** Exercise objective **
Restate the complete material exactly.

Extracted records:
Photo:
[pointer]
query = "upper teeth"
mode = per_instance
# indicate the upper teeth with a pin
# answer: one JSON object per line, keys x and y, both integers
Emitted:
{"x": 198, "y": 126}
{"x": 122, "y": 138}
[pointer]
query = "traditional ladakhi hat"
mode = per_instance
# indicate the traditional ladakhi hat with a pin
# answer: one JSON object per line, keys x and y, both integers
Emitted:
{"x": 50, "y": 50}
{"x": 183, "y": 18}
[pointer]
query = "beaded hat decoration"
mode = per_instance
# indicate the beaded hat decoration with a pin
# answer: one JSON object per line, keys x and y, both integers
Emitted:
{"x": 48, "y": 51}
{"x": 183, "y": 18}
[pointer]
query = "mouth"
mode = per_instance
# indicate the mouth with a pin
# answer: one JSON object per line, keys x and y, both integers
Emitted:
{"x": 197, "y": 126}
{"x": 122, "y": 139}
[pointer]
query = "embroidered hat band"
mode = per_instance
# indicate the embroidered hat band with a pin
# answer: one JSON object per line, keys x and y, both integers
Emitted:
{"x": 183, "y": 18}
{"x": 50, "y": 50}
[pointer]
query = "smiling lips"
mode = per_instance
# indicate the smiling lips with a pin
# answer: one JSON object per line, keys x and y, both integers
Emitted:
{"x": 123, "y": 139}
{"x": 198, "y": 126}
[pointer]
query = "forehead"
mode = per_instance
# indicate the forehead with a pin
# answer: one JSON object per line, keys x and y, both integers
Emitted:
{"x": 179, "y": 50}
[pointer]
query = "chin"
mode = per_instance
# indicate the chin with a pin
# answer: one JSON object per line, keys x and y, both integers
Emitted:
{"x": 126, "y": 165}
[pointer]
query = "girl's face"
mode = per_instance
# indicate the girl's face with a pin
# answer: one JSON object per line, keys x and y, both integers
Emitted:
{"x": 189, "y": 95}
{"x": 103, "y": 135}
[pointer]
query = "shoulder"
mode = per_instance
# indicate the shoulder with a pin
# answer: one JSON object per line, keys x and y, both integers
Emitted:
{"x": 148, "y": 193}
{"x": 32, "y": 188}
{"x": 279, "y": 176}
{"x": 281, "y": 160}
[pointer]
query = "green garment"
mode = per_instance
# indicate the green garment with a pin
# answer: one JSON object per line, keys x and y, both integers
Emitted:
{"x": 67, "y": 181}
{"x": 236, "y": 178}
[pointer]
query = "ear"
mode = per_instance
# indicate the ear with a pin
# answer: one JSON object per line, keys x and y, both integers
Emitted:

** Solution below **
Photo:
[pointer]
query = "upper teeth"
mode = per_instance
# indicate the upper teeth with a pin
# answer: one JSON object per line, keys x and y, both integers
Emitted:
{"x": 198, "y": 126}
{"x": 122, "y": 138}
[pointer]
query = "traditional ladakhi hat"
mode = per_instance
# indicate the traditional ladakhi hat with a pin
# answer: one JSON object per line, keys x and y, both integers
Emitted:
{"x": 50, "y": 50}
{"x": 183, "y": 18}
[pointer]
query = "beaded hat decoration"
mode = per_instance
# indicate the beaded hat decoration with a pin
# answer: one JSON object per line, keys x and y, both integers
Emitted:
{"x": 48, "y": 51}
{"x": 183, "y": 18}
[pointer]
query = "mouth"
mode = per_instance
# indicate the mouth with a pin
# answer: one JSON object per line, keys x and y, both integers
Emitted:
{"x": 197, "y": 126}
{"x": 122, "y": 139}
[pointer]
query = "embroidered hat band"
mode = per_instance
# indicate the embroidered hat band with a pin
# answer: one JSON object per line, keys x and y, both integers
Emitted:
{"x": 183, "y": 18}
{"x": 50, "y": 50}
[pointer]
query = "smiling lips"
mode = per_instance
# indicate the smiling lips with a pin
# answer: one JSON object per line, keys x and y, both integers
Emitted:
{"x": 123, "y": 139}
{"x": 198, "y": 126}
[pointer]
query = "forehead"
mode = per_instance
# indicate the forehead with a pin
# answer: one JSON object per line, keys x and y, both integers
Emitted:
{"x": 179, "y": 50}
[pointer]
query = "chin"
mode = per_instance
# indicate the chin with a pin
# answer: one JSON object per line, keys x and y, both integers
Emitted:
{"x": 126, "y": 165}
[pointer]
query = "girl's face"
mode = per_instance
# indicate the girl's face with a pin
# answer: one JSON object per line, keys x and y, both integers
Emitted:
{"x": 189, "y": 95}
{"x": 103, "y": 135}
[pointer]
query = "shoulder"
mode = per_instance
# indicate the shoulder with a pin
# answer: one JSON object per line, keys x and y, both integers
Emitted:
{"x": 148, "y": 193}
{"x": 32, "y": 188}
{"x": 279, "y": 176}
{"x": 281, "y": 160}
[pointer]
query = "green garment"
mode = per_instance
# indicate the green garment with a pin
# answer: one JSON object per line, keys x and y, both integers
Emitted:
{"x": 67, "y": 181}
{"x": 236, "y": 178}
[pointer]
query = "ear"
mode = per_instance
# indicate the ear with a pin
# answer: one JSON object per line, keys x and y, both integers
Emitted:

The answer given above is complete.